Spectral characteristics of the lamp are shown in FIG. 3. Results
are shown in Table 7.
[0155] Exposure of cultures to light did not affect total taxane
levels or the extent of extracellular accumulation. However, taxane
profiles were significantly altered in the two treatments. For
example, cells cultivated in the light produced 2.8 fold higher
taxol than did cells in the dark. The proportion of extracellular
taxol was also significantly higher than in the dark treatment (76%
vs 56%). The use of light treatment, especially of specific
spectral quality, might be useful in a cell culture process for
taxol production.
Example 8
Elicitors
[0156] The term elicitors is used for compounds of biological (or
biotic) and non-biological (or abiotic) origin that cause an
increase in secondary metabolism when added to plant cell
cultures.
[0157] While a number of elicitors have been found useful, a
representative illustrative example is described here in detail,
namely, the use of chitosan glutamate. While chitosan has been
previously tried as an elicitor in some plant cell culture systems,
the accompanying toxic reactions such as browning and loss of
viability have made its use impractical (Beaumont and Knorr 1987,
Biotechnol. Lett. 9, 377-382). Indeed such toxic side reactions are
a common drawback of many elicitors reported in the literature. The
use of chemically modified chitosans such as chitosan glutamate to
specifically induce taxol and taxane biosynthesis while
circumventing toxic side-effects is a novel approach.
[0158] Suspensions of Taxus chinensis line K-1 grown in Medium D
for 7 to 8 days were suction filtered aseptically using a sterile
Buchner funnel fitted with a miracloth (Calbiochem) filter. 2 g
fresh weight cells were aseptically transferred to 25 ml of medium
C (see Table 2) in a 125-mL Erlenmeyer flask. A solution of 0.05%
chitosan glutamate was prepared freshly and filter-sterilized
through a 0.22 micron cartridge filter. 825 .mu.L of this solution
was added to the flask at the start of the experiment,
corresponding to a level of 165 mg elicitor per gram dry weight
cells. The flasks were incubated at 24.+-.1.degree. C. on a
gyratory shaker at 110 rpm in the dark. The flasks were
destructively sampled on day 15, and observations on growth, color
of the cells and medium and cell viability were recorded. Samples
were analyzed for taxanes as described in Example 5. The results of
this experiment are shown in Table 8.

Data provided>
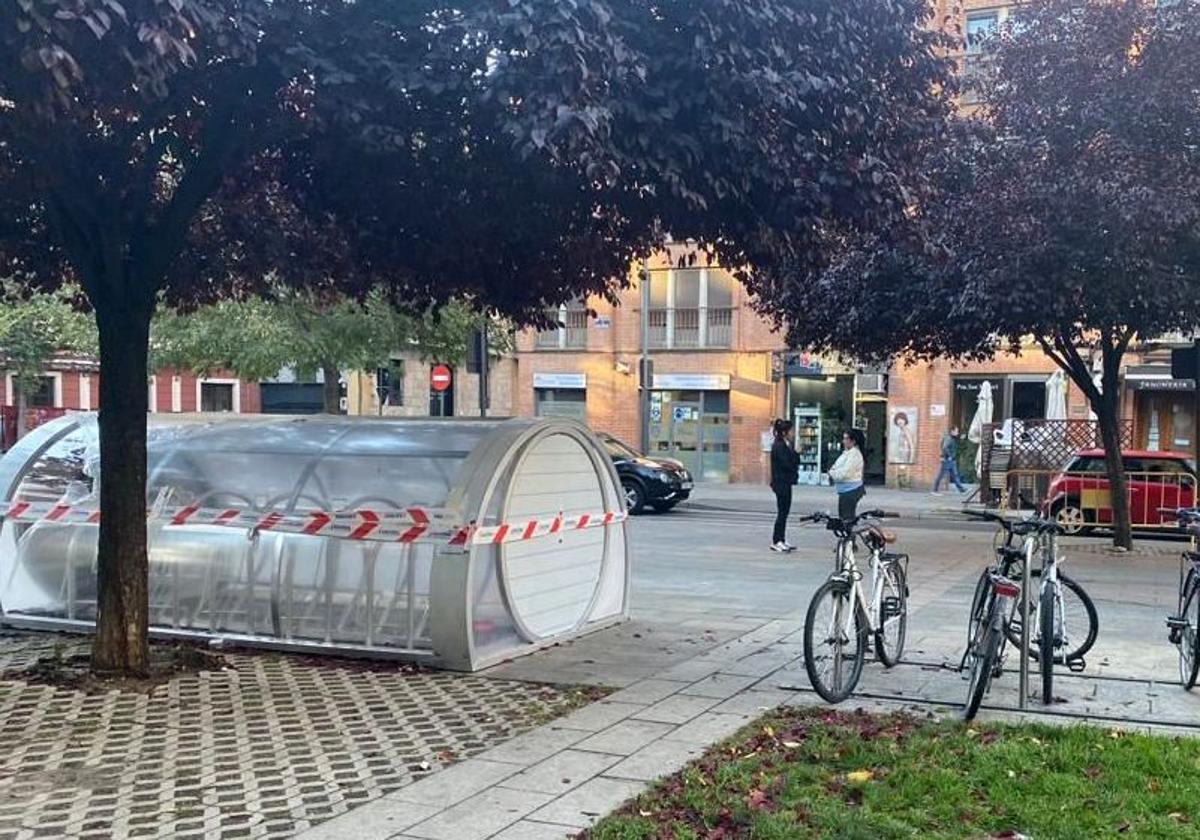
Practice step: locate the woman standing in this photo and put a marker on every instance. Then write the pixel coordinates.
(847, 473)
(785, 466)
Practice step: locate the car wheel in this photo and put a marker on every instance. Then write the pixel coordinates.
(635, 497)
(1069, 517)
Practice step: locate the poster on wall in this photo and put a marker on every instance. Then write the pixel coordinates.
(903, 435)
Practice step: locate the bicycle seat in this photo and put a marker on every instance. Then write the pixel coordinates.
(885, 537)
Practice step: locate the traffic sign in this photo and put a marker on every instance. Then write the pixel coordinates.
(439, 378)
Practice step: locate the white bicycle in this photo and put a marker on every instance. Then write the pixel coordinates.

Problem details>
In the text on taxane production, reproduce the passage that begins at the words "[0155] Exposure of" and stops after "taxol production.". Replace "taxol" with "paclitaxel" everywhere it occurs in that passage.

Task response>
[0155] Exposure of cultures to light did not affect total taxane
levels or the extent of extracellular accumulation. However, taxane
profiles were significantly altered in the two treatments. For
example, cells cultivated in the light produced 2.8 fold higher
paclitaxel than did cells in the dark. The proportion of extracellular
paclitaxel was also significantly higher than in the dark treatment (76%
vs 56%). The use of light treatment, especially of specific
spectral quality, might be useful in a cell culture process for
paclitaxel production.